LAWSON, Inc.'s medium-term management issue is to gain customer satisfaction in the densely populated and competitive Tokyo metropolitan area. Consequently, LAWSON,Inc. has been focusing on the investment of its business resources in this core area. Through this acquisition, LAWSON, Inc. will be able to further strengthen its dominant store network as well as its customer segment base and make a significant stride towards resolving its management issues. Sharing LAWSON Group's broad expertise with am/pm Japan Co., Ltd., LAWSON, Inc. believes this will contribute to improving the corporate value of am/pm Japan Co., Ltd's stores throughout Japan.

am/pm Japan Co., Ltd. plans to implement a 5.5 billion yen third-party allocation of new shares to REX Holdings Inc. in order to secure operating capital, improve its financial position and enhance its capitalization. The Acquisition is premised on this third-party allocation of new shares.

In addition, upon the conclusion of the final contract, LAWSON, Inc. and am/pm Japan Co., Ltd. will conclude a separate business alliance agreement and begin discussions premised on a merger between the two companies in spring 2010.

2. Overview of the new subsidiary
(1)Company name am/pm Japan Co., Ltd.
(2)Representative Toshihiko Aizawa, President and CEO
(3)Address 8-7, Roppongi 1-chome, Minato-ku, Tokyo, Japan
(4)Date established 2-Apr-90
(5)Business activities Operation of stores and management of franchise stores, primarily in the am/pm Japan convenience store chain, store consulting, etc.
(6)Fiscal year-end 31-Dec
(7)Employees 465 (as of December 31, 2007)
(8)Store network 1,169 stores (including regional franchises; as of December 31, 2007)
(9)Capital 9,550 million yen
(10)Total issued shares 910,000 shares
(11)Major shareholders and shareholding ratio REX Holdings Inc. 62.60%
Japan Energy Corporation 20.00%
Mitsubishi Corporation 10.00%
Sumitomo Mitsui Banking Corporation 2.40%
Tokyo Electric Power Company, Inc. 1.60%
NTT DOCOMO, Inc. 1.60%
NIF SMBC Ventures Co., Ltd. 1.10%
All Nippon Airways Co., Ltd. 0.50%
(12)Business results for the most recent fiscal years
Year ended December 31, 2006 Year ended December 31, 2007
Net sales 46,148 million yen 38,221 million yen
Gross profit on sales 32,948 million yen 26,844 million yen
Operating profit -1,143 million yen -3,490 million yen
Recurring profit -1,344 million yen -3,968 million yen
Net profit -5,026 million yen -14,883 million yen
Total assets 47,984 million yen 48,415 million yen
Net assets 2,621 million yen -12,262 million yen
Capital 9,550 million yen 9,550 million yen
Dividend per share - yen -yen

3. Company Selling Shares and Receivables
(1) Company name REX Holdings Inc.

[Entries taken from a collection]

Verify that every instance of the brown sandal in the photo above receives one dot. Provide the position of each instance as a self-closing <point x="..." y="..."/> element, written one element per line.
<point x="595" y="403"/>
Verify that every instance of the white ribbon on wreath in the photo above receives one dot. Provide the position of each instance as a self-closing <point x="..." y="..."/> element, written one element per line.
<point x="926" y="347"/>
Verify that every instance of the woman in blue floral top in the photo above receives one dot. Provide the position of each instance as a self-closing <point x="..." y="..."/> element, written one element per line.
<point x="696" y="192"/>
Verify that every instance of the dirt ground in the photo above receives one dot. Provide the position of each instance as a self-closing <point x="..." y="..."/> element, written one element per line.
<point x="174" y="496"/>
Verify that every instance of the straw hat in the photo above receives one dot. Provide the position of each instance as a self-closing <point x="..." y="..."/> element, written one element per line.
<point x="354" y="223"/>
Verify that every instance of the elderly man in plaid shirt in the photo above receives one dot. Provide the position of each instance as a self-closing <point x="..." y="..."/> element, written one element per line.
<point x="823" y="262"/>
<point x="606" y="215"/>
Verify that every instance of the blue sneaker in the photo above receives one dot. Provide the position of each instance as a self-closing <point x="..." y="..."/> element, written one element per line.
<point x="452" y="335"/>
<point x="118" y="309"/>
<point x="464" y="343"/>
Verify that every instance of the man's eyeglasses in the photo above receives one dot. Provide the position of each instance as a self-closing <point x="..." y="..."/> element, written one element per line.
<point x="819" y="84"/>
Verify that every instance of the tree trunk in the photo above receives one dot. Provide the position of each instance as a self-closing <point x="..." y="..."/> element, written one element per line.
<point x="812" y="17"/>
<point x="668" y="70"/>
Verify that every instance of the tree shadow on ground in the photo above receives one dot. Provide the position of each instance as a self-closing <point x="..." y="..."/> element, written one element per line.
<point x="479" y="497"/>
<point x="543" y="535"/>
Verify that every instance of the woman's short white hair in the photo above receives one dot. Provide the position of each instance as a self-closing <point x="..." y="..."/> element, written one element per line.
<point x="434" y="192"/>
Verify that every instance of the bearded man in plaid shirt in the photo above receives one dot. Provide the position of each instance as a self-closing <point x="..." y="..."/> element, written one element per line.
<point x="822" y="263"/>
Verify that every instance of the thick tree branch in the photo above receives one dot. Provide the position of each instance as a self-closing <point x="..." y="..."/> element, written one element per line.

Task requirements>
a - Answer these three questions from the acquisition text above:
(i) How large is the third-party allocation of new shares that am/pm Japan Co., Ltd. plans, and to which company will it go?
(ii) At what address is am/pm Japan Co., Ltd. located?
(iii) How many employees did am/pm Japan Co., Ltd. have as of December 31, 2007?
b - Using the acquisition text, say whether each statement agrees with it, and quote the words that decide it:
(i) The fiscal year of am/pm Japan Co., Ltd. ends on December 31.
(ii) Mitsubishi Corporation holds a 20.00% share of am/pm Japan Co., Ltd.
(iii) Net sales of am/pm Japan Co., Ltd. were higher in the year ended December 31, 2007 than in the year ended December 31, 2006.

Answers to the tasks>
a -
(i) 5.5 billion yen, to REX Holdings Inc.
(ii) 8-7, Roppongi 1-chome, Minato-ku, Tokyo, Japan
(iii) 465

b -
(i) Yes: "Fiscal year-end 31-Dec"
(ii) No: "Mitsubishi Corporation 10.00%"
(iii) No: "Net sales 46,148 million yen 38,221 million yen"